◆ **Consigne de travail 1**
Relevez toutes les monnaies mentionnées dans le texte fourni.
◆ **Consigne de travail 2**
Recopiez le passage du texte fourni depuis « Bien évidemment, comme » jusqu'à « souligne Omar Bakkou. ».

◆ **Texte fourni**
◆ ◆ ◆

Un argument également revenu en boucle lors des conférences de presse à l’issue de chaque conseil de BAM et pendant lesquelles, Abdellatif Jouahri, le Wali de BAM, a toujours opposé un niet à la suggestion de faire tourner la planche à billets. Et justement l’un des arguments est d’éviter une forte dépréciation du DH aux conséquences lourdes.
Comme l’explique Omar Bakkou si la FED ou la BCE peuvent recourir à des politiques monétaires laxistes c’est que leurs monnaies, le Dollar et l’Euro, jouissent d’une confiance au niveau mondial auprès des acteurs économiques puisque ces monnaies restent des valeurs refuges, donc s’imposent au reste du monde.
Bien évidemment, comme pour chaque conseil de BAM, les contextes national et international sont scrutés et analysés par ses membres, pour une décision concertée.
Plusieurs facteurs plaident en faveur d’un statu quo
Au moment où l’activité économique affiche grise mine et reste sujette à un contexte incertain en raison des chocs extérieur, où le gouvernement dispose d’une marge de manœuvre qui s’amenuise comme neige au soleil et que le pouvoir d’achat des ménages se réduit comme une peau de chagrin, les membres du conseil de BAM devront procéder à une analyse coût-avantage et après à une analyse discrétionnaire pour prendre leur décision, souligne Omar Bakkou.
Et ce sont là autant d’éléments qui plaident en faveur du maintien du taux directeur inchangé. En effet, une hausse dans le contexte actuel risque de déprimer davantage l’activité, renchérir l’accès des citoyens, des entreprises et de l’Etat au crédit… autrement peser négativement sur tous les agents économiques.
L’économie nationale peut-elle supporter une augmentation du taux directeur au moment de la demande du crédit est essentiellement tirée par les facilités de trésorerie ? Pour Omar Bakkou l’idée d’augmenter le taux s’impose en général afin de juguler la hausse de la demande de crédit ce qui n’est pas le cas actuellement.
Si la demande en tendance baissière, une hausse du taux aggrave la baisse. Donc on risque de se retrouver dans un schéma de baisse de la masse monétaire de manière automatique. Pourquoi dès lors enfoncer le clou ? s’interroge Omar Bakkou.
L’autre élément soulevé par l’économiste et qui verse en faveur du maintien du taux directeur inchangé est celui des facteurs autonomes de liquidité.
Ainsi que ce soit le solde des opérations avec l’extérieur ou excédent de la balance des paiements ou encore les dépôts à vue, ces deux facteurs qui agissent positivement sur la liquidité bancaire, ont reçu un coup impactant les ressources pour les banques. Dès lors une augmentation du taux directeur peut aggraver cette situation.
Pour Omar Bakkou deux questions s’imposent : qui de la politique monétaire ou budgétaire est sensée prendre la responsabilité l’inflation et la stabilité des prix ?
Mais encore, la banque centrale maintiendra-t-elle cette philosophie de prendre en considération dans sa décision le contexte économique et maintenir une politique monétaire ou au contraire, fera-t-elle le choix de la rigidité en appliquant les dispositions du statut de banque centrale en tant qu’institution indépendante ?
D’autant que cette instabilité des prix et l’inflation sont les résultantes de facteurs exogènes et non d’un choix de politique monétaire, ajoute Omar Bakkou.
Pour lui, certes la banque centrale peut faire valoir le principe de la neutralité monétaire mais elle n’agit pas seulement en tant qu’agent technique avec des décisions mécaniques en appuyant sur le levier monétaire au risque de déprimer davantage les agents économiques.
Il est sûr qu’actuellement il faut laisser la latitude au tissu économique de reprendre ses esprits face à la succession des chocs, pandémie et guerre en Ukraine, pour s’inscrire sur une dynamique de croissance plus soutenue que ce qu’elle ne sera en 2022.

◆ ◆ ◆

◆ **Extrait de données**

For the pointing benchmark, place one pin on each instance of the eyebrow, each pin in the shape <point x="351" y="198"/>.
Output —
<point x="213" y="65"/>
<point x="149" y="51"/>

◆ ◆ ◆

◆ **Corrigé détaillé 1**
Le DH, le Dollar et l'Euro.

◆ **Corrigé détaillé 2**
Bien évidemment, comme pour chaque conseil de BAM, les contextes national et international sont scrutés et analysés par ses membres, pour une décision concertée.
Plusieurs facteurs plaident en faveur d’un statu quo
Au moment où l’activité économique affiche grise mine et reste sujette à un contexte incertain en raison des chocs extérieur, où le gouvernement dispose d’une marge de manœuvre qui s’amenuise comme neige au soleil et que le pouvoir d’achat des ménages se réduit comme une peau de chagrin, les membres du conseil de BAM devront procéder à une analyse coût-avantage et après à une analyse discrétionnaire pour prendre leur décision, souligne Omar Bakkou.